* _YOUR OBJECTIVE_
Edit the article on new Metro hires, starting with "by PRIDE Newsdesk" and going on through "and digital inclusion.", and replace "digital inclusion" with "technology access".

Home Local News New Metro hires advance education, youth priorities 

New Metro hires advance education, youth priorities 

Seasoned professionals focus on youth workforce development, education, digital inclusion

by PRIDE Newsdesk
(l-r) Dr. Robert N. Wallace, Jr., La’Kishia Harris, and Pearl Amanfu

New Metro Nashville administration ‘hires’ focus on advancing Mayor John Cooper’s education agenda for Nashville families and neighborhoods, which will focus on continuing to invest in public education, youth workforce development, and digital inclusion.

Dr. Robert N. Wallace, Jr. will serve as Mayor Cooper’s ‘senior education advisor.’ Wallace will be responsible for working with Metro Nashville Public Schools (MNPS) and with business, nonprofit, and community groups to improve outcomes for Nashville’s children.

La’Kishia Harris, a Fuse Executive Fellow with Cooper’s office, will now serve as associate director of Youth Workforce Economic Opportunity and Community Development. Harris will be responsible for the coordination and management of programs designed to provide mentoring, leadership development, educational support, and supervision to youth and young adults.

“We are building a strong culture of educational excellence and prioritizing young people that must remain deeply embedded in our policy choices and budget priorities,” said Cooper. “That’s why I’m so excited to have La’Kishia and Robert on board helping drive these efforts. La’Kishia has done exceptional work in the workforce development space since joining our office as a fellow last fall, and Dr. Wallace has a proven track record in education and understands the complexities involved in building student-focused partnerships as Chief Operating Officer of PENCIL, as a school administrator and as a middle school teacher. Together, we will provide our young people with the tools and resources they need to become the most successful generation in Nashville’s history.”

* _EXCERPTED RECORDS_
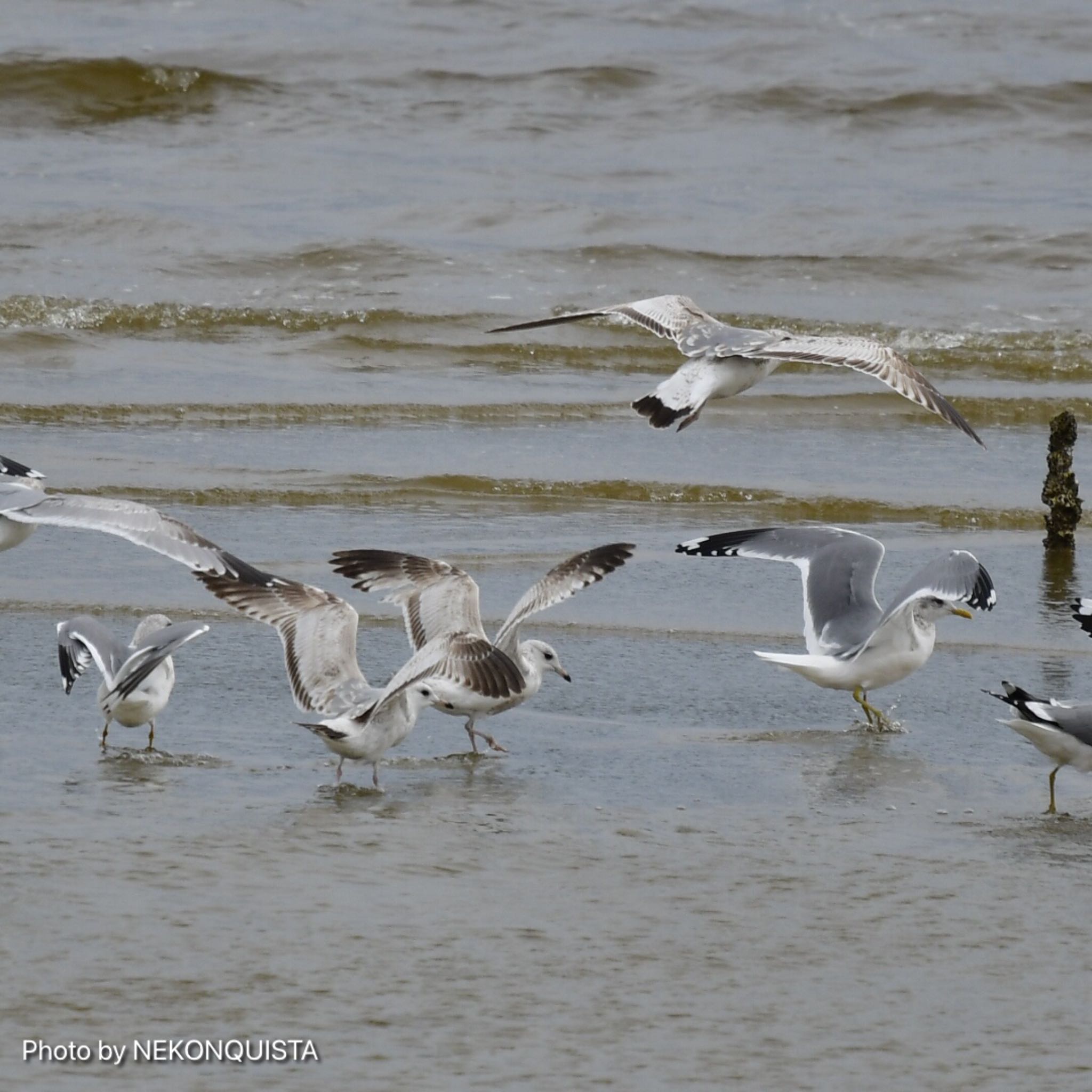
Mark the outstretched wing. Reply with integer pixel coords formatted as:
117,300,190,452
985,681,1092,747
195,553,378,715
369,633,524,716
876,549,997,629
741,334,985,447
486,296,724,342
57,615,129,693
0,480,229,573
103,621,208,716
675,527,884,655
494,543,633,656
330,549,486,649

* _RESPONSE BELOW_
by PRIDE Newsdesk
(l-r) Dr. Robert N. Wallace, Jr., La’Kishia Harris, and Pearl Amanfu

New Metro Nashville administration ‘hires’ focus on advancing Mayor John Cooper’s education agenda for Nashville families and neighborhoods, which will focus on continuing to invest in public education, youth workforce development, and technology access.